**Named-object pointing records**
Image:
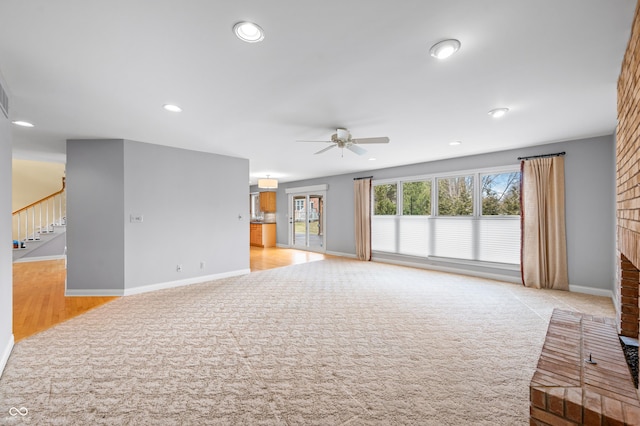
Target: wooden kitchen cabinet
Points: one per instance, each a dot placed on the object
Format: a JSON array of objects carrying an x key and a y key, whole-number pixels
[
  {"x": 268, "y": 202},
  {"x": 262, "y": 234}
]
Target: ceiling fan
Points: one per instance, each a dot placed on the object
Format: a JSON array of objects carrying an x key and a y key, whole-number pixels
[{"x": 342, "y": 139}]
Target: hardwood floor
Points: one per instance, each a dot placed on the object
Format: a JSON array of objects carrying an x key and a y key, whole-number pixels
[
  {"x": 38, "y": 289},
  {"x": 273, "y": 257}
]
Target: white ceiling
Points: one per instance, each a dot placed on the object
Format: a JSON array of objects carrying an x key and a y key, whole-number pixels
[{"x": 103, "y": 69}]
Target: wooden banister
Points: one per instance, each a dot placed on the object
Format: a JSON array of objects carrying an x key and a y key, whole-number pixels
[{"x": 48, "y": 197}]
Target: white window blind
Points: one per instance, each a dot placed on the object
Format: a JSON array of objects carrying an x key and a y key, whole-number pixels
[
  {"x": 499, "y": 240},
  {"x": 413, "y": 236},
  {"x": 384, "y": 234},
  {"x": 453, "y": 237}
]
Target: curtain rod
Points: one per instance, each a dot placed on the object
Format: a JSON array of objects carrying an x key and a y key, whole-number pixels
[{"x": 542, "y": 156}]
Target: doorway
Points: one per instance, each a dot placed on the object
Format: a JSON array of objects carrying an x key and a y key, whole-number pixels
[{"x": 307, "y": 219}]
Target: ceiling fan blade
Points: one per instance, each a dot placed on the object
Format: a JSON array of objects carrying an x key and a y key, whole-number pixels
[
  {"x": 371, "y": 140},
  {"x": 316, "y": 141},
  {"x": 356, "y": 149},
  {"x": 325, "y": 150}
]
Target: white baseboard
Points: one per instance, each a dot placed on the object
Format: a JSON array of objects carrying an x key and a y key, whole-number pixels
[
  {"x": 180, "y": 283},
  {"x": 453, "y": 270},
  {"x": 337, "y": 253},
  {"x": 39, "y": 258},
  {"x": 592, "y": 291},
  {"x": 154, "y": 287},
  {"x": 93, "y": 292},
  {"x": 6, "y": 352}
]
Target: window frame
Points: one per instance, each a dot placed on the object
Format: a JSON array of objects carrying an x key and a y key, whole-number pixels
[{"x": 432, "y": 220}]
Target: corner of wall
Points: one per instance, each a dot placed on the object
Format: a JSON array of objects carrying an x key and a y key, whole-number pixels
[{"x": 4, "y": 358}]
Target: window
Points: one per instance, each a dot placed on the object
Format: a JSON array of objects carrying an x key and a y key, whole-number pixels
[
  {"x": 416, "y": 198},
  {"x": 476, "y": 216},
  {"x": 385, "y": 199},
  {"x": 501, "y": 194},
  {"x": 455, "y": 196}
]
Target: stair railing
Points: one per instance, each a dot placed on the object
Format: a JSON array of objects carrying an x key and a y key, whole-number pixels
[{"x": 41, "y": 216}]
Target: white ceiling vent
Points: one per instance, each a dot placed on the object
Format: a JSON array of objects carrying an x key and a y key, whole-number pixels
[{"x": 4, "y": 101}]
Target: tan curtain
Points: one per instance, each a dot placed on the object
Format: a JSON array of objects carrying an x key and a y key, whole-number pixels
[
  {"x": 544, "y": 245},
  {"x": 362, "y": 204}
]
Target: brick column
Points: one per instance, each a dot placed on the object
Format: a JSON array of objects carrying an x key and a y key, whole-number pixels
[{"x": 630, "y": 281}]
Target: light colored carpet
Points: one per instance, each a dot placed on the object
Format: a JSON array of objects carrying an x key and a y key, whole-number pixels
[{"x": 332, "y": 342}]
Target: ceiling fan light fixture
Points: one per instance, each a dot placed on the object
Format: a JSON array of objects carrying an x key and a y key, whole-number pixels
[
  {"x": 445, "y": 48},
  {"x": 172, "y": 108},
  {"x": 22, "y": 123},
  {"x": 498, "y": 112},
  {"x": 248, "y": 32}
]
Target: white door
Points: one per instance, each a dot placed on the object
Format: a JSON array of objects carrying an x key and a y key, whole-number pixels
[{"x": 307, "y": 220}]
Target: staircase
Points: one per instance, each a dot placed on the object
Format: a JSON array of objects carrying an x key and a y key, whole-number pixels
[{"x": 39, "y": 228}]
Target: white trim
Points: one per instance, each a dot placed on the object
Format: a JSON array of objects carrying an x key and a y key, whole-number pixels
[
  {"x": 312, "y": 188},
  {"x": 180, "y": 283},
  {"x": 337, "y": 253},
  {"x": 592, "y": 291},
  {"x": 93, "y": 292},
  {"x": 40, "y": 258},
  {"x": 496, "y": 277},
  {"x": 155, "y": 287},
  {"x": 6, "y": 353},
  {"x": 429, "y": 176}
]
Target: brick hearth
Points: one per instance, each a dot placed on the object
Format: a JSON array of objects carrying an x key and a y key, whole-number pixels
[{"x": 567, "y": 390}]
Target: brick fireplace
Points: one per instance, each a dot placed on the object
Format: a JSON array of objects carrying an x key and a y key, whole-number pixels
[
  {"x": 567, "y": 389},
  {"x": 628, "y": 186}
]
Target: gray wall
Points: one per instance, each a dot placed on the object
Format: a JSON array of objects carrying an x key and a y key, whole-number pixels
[
  {"x": 189, "y": 203},
  {"x": 6, "y": 276},
  {"x": 95, "y": 205},
  {"x": 590, "y": 203}
]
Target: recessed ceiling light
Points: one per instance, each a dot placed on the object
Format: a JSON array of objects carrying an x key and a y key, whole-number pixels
[
  {"x": 172, "y": 108},
  {"x": 498, "y": 112},
  {"x": 249, "y": 32},
  {"x": 444, "y": 48},
  {"x": 22, "y": 123}
]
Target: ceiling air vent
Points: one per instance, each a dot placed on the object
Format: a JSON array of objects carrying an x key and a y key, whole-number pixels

**OBJECTIVE**
Using the records above, retype everything exactly except the pictures.

**WRITTEN ANSWER**
Image:
Target: wooden kitchen cabinet
Points: one per instance, each a dot placed on the object
Format: a JSON array of objects carrying an x key and a y key, whole-number pixels
[
  {"x": 268, "y": 202},
  {"x": 262, "y": 234}
]
Target: ceiling fan
Points: one per instance, each a dot placed on the object
Format: a JSON array of objects carrying an x key and a y key, whole-number pixels
[{"x": 342, "y": 139}]
Target: hardwood floor
Points: one per instance, each a dot placed on the object
Format: a JSON array of objects carrying an x key and a y key, whole-number pixels
[
  {"x": 38, "y": 289},
  {"x": 273, "y": 257}
]
Target: white ceiling
Points: one per instance, each a dot placed on the object
Format: a JSON array of objects carrying an x key and a y key, whole-number pixels
[{"x": 103, "y": 69}]
Target: wooden banister
Points: one per instance, each a dot placed on the object
Format: a JSON array of objects carrying an x key and a y key, whole-number pixels
[{"x": 48, "y": 197}]
Target: white window blind
Points: one per instance, each a dot placed on the object
Format: a JSON array of objects carrying an x key and a y key, whole-number pixels
[
  {"x": 499, "y": 240},
  {"x": 413, "y": 236},
  {"x": 384, "y": 234},
  {"x": 453, "y": 237}
]
Target: curtain rod
Points: one per instance, each a dot placed on the object
Format: a JSON array of objects carrying an x key and a y key, whole-number pixels
[{"x": 542, "y": 156}]
Target: doorway
Points: one per instance, each a dot placed on the object
Format: a JSON array of objects carrying an x key and a y key, whole-number pixels
[{"x": 307, "y": 219}]
Target: ceiling fan blade
Points: one per instance, each a dot placed on the object
Format: a JSON array of objects carrying an x key and a y key, whole-number pixels
[
  {"x": 371, "y": 140},
  {"x": 316, "y": 141},
  {"x": 356, "y": 149},
  {"x": 325, "y": 150}
]
Target: white baseboard
Points: one per instance, each a dot placed on the object
Format: a JSON array of objects carrying an x key and a y key, whole-number pixels
[
  {"x": 180, "y": 283},
  {"x": 453, "y": 270},
  {"x": 337, "y": 253},
  {"x": 39, "y": 258},
  {"x": 592, "y": 291},
  {"x": 154, "y": 287},
  {"x": 93, "y": 292},
  {"x": 6, "y": 352}
]
Target: window frame
Points: one per instance, each a dot placed on the object
Format: a JSON array of objects carrying an x key and a y key, whole-number pixels
[{"x": 432, "y": 220}]
Target: corner of wall
Points: one per instance, each a dot placed on the object
Format: a JSON array of objects carrying an x key and a y key, whole-number pixels
[{"x": 4, "y": 358}]
Target: window
Points: one per instance, each a dot placed on the object
Format: a JSON array of objects carrying an x key and a y key, whole-number pixels
[
  {"x": 416, "y": 198},
  {"x": 476, "y": 216},
  {"x": 385, "y": 199},
  {"x": 501, "y": 194},
  {"x": 455, "y": 196}
]
Target: stair railing
Points: one per instance, each a dot placed on the object
Format: a JSON array of objects carrying an x key and a y key, whole-number pixels
[{"x": 41, "y": 216}]
Target: white ceiling vent
Points: one per instance, each a dot placed on the object
Format: a JSON array of objects carrying an x key and a y key, whole-number pixels
[{"x": 4, "y": 101}]
Target: tan curtain
Points: one per instance, each a dot placed on the object
Format: a JSON array of objects carrying an x key and a y key, whole-number pixels
[
  {"x": 544, "y": 245},
  {"x": 362, "y": 204}
]
Target: brick column
Points: one per instance, each a dot placed on the object
Format: a JSON array of objects carrying an x key and a y key, whole-number pixels
[{"x": 630, "y": 281}]
Target: light colored carpet
Points: one per instance, each a dot placed on the object
Format: a JSON array of objects carrying an x key and a y key, whole-number pixels
[{"x": 332, "y": 342}]
Target: ceiling fan light fixture
Points: one per instance, each a dot placed on the object
Format: a JSON array of objects carrying an x key and a y key, whole-number pixels
[
  {"x": 445, "y": 48},
  {"x": 172, "y": 108},
  {"x": 22, "y": 123},
  {"x": 498, "y": 112},
  {"x": 248, "y": 32}
]
Target: white door
Points: one per instance, each a dot placed on the object
Format: a JSON array of objects carrying an x key and a y key, whole-number pixels
[{"x": 307, "y": 220}]
Target: staircase
Points: one per instance, each a dot placed on the object
Format: a JSON array of objects carrying an x key and a y key, whole-number pixels
[{"x": 39, "y": 228}]
Target: white trim
Points: one per instance, each a dot placed on the object
Format: a JSON array of objects carrying an x key and a y key, whole-number pixels
[
  {"x": 312, "y": 188},
  {"x": 180, "y": 283},
  {"x": 337, "y": 253},
  {"x": 592, "y": 291},
  {"x": 93, "y": 292},
  {"x": 40, "y": 258},
  {"x": 496, "y": 277},
  {"x": 155, "y": 287},
  {"x": 6, "y": 353},
  {"x": 429, "y": 176}
]
Target: brick hearth
Points: one per instance, each a dot placed on the object
Format: a JSON array of objects carrying an x key and a y key, whole-number pixels
[{"x": 567, "y": 390}]
Target: brick fireplace
Points: one per instance, each a dot placed on the object
Format: a JSON array of objects carrying an x key and a y key, whole-number pixels
[
  {"x": 567, "y": 389},
  {"x": 628, "y": 186}
]
Target: gray wall
Points: one per instance, each a dot placed on the object
Format: a JSON array of objects carrying an x key and a y key, whole-number pixels
[
  {"x": 189, "y": 203},
  {"x": 6, "y": 276},
  {"x": 95, "y": 205},
  {"x": 590, "y": 203}
]
Target: recessed ceiling light
Points: one per instance, each a dot placed on the object
Format: a JSON array of objects carrying an x key and a y key, whole-number pixels
[
  {"x": 172, "y": 108},
  {"x": 498, "y": 112},
  {"x": 249, "y": 32},
  {"x": 444, "y": 48},
  {"x": 22, "y": 123}
]
Target: ceiling air vent
Points: one per instance, each a dot placed on the object
Format: a JSON array of objects carrying an x key and a y key, whole-number pixels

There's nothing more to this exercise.